- Obiettivo -
Riscrivi tutte le righe dell'elenco seguente sotto forma di lista numerata, omettendo quelle vuote.

- Voci del dataset -
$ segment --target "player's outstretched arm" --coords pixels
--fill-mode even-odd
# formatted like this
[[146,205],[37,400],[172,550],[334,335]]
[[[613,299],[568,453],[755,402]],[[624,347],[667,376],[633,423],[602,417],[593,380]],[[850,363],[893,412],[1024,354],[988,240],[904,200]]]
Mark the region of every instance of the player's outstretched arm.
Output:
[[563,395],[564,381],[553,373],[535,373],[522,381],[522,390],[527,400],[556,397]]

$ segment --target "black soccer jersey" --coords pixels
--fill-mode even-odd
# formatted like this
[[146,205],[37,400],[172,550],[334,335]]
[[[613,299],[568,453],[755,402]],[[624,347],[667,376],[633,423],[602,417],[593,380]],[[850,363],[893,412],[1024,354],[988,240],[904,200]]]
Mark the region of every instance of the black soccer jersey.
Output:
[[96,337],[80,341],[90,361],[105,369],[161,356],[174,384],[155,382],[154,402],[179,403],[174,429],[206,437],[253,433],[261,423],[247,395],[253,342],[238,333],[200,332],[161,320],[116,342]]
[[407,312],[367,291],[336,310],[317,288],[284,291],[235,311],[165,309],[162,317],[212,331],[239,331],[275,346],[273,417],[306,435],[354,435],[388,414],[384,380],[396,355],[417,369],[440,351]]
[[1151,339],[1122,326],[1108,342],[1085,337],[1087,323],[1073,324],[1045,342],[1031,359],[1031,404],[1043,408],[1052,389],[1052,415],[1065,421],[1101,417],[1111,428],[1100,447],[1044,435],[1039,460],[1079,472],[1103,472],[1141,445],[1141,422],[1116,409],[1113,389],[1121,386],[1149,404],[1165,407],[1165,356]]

- Soluzione scritta -
1. $ segment --target "player's outstretched arm" --coords pixels
2. --fill-mode even-odd
3. # formatted like this
4. [[146,205],[37,400],[172,550],[334,335]]
5. [[[613,299],[568,453],[755,402]],[[624,347],[667,376],[633,423],[602,417],[593,380]],[[850,363],[893,412],[1024,354],[988,240],[904,200]]]
6. Mark the region of every instance of the player's outstretched arm.
7. Output:
8. [[563,395],[564,381],[553,373],[535,373],[522,381],[522,390],[527,400],[556,397]]
9. $ segment --target "black soccer jersey" --coords pixels
10. --fill-mode even-odd
11. # formatted like this
12. [[146,205],[37,400],[172,550],[334,335]]
13. [[[613,299],[568,453],[755,402]],[[624,347],[667,376],[633,423],[602,417],[593,380]],[[850,363],[893,412],[1024,354],[988,240],[904,200]]]
14. Mark the region of every instance of the black soccer jersey.
15. Output:
16. [[96,337],[80,341],[90,361],[105,369],[161,356],[174,384],[155,382],[154,402],[179,403],[174,429],[206,437],[253,433],[261,423],[247,395],[253,342],[238,333],[200,332],[161,320],[116,342]]
17. [[407,312],[367,291],[336,310],[317,288],[284,291],[235,311],[165,309],[162,317],[212,331],[239,331],[275,346],[273,417],[306,435],[354,435],[388,414],[384,380],[396,355],[417,369],[440,351]]
18. [[1151,339],[1122,326],[1108,342],[1085,337],[1087,323],[1073,324],[1045,342],[1031,359],[1031,404],[1043,408],[1052,389],[1052,415],[1065,421],[1101,417],[1111,428],[1100,447],[1044,435],[1039,460],[1079,472],[1103,472],[1141,445],[1141,422],[1116,409],[1113,389],[1121,386],[1149,404],[1165,407],[1165,356]]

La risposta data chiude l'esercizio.